WHAT YOU NEED TO DO |
Scan the data below and copy each line where "instance" occurs.

DATA PROVIDED |
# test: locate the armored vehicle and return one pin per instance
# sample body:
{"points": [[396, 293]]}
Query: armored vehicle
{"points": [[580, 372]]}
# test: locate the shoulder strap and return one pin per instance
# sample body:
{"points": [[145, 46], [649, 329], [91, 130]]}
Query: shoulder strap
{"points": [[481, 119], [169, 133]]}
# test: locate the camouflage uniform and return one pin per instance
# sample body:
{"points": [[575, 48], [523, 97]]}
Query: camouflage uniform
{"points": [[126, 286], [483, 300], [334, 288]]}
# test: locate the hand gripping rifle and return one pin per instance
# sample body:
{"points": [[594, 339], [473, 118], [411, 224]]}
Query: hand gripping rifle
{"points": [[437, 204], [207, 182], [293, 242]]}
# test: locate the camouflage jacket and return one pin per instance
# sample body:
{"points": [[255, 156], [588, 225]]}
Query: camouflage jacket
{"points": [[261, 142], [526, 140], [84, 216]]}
* * *
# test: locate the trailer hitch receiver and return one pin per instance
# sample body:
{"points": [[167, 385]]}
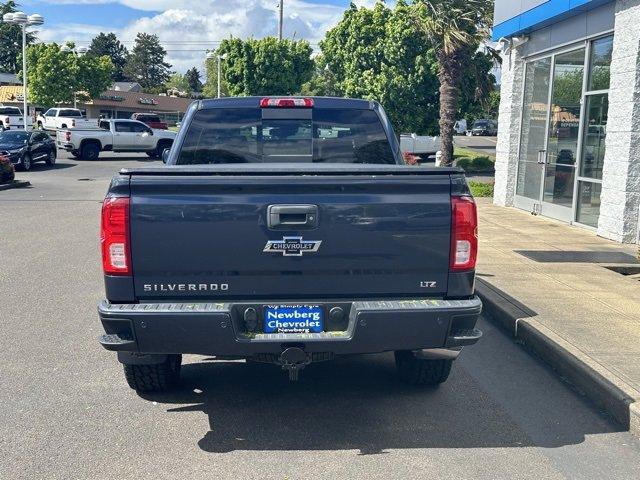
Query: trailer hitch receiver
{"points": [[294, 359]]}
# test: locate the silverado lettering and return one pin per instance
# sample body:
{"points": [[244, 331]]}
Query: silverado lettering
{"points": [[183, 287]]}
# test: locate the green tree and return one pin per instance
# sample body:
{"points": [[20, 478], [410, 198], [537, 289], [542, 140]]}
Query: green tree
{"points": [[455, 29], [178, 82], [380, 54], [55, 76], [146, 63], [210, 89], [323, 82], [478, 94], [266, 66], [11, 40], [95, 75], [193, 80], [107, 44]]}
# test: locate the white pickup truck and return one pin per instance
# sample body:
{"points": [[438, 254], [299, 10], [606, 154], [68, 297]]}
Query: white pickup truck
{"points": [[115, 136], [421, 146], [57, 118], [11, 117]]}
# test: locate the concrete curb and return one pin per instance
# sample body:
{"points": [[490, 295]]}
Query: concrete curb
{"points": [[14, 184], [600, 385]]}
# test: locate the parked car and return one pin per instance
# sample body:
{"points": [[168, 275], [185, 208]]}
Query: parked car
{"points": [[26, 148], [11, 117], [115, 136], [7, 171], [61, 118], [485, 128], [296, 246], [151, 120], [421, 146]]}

OUTPUT OF THE TASK |
# test: locate the armored vehicle and return one pin per instance
# test: locate the shoulder strap and return one pin per instance
# test: locate the camouflage uniform and return one pin per instance
# test: locate the hand gripping rifle and return one pin per instance
# test: locate the camouflage jacket and return one pin per instance
# test: locate the trailer hitch receiver and return one pin per instance
# test: locate the silverado lettering and return one pin per instance
# test: locate the green tree and return one pin per instance
# test: locate the white pickup truck and return one pin per instance
# test: locate the concrete curb and return one pin per instance
# test: locate the parked car and return one pin per instance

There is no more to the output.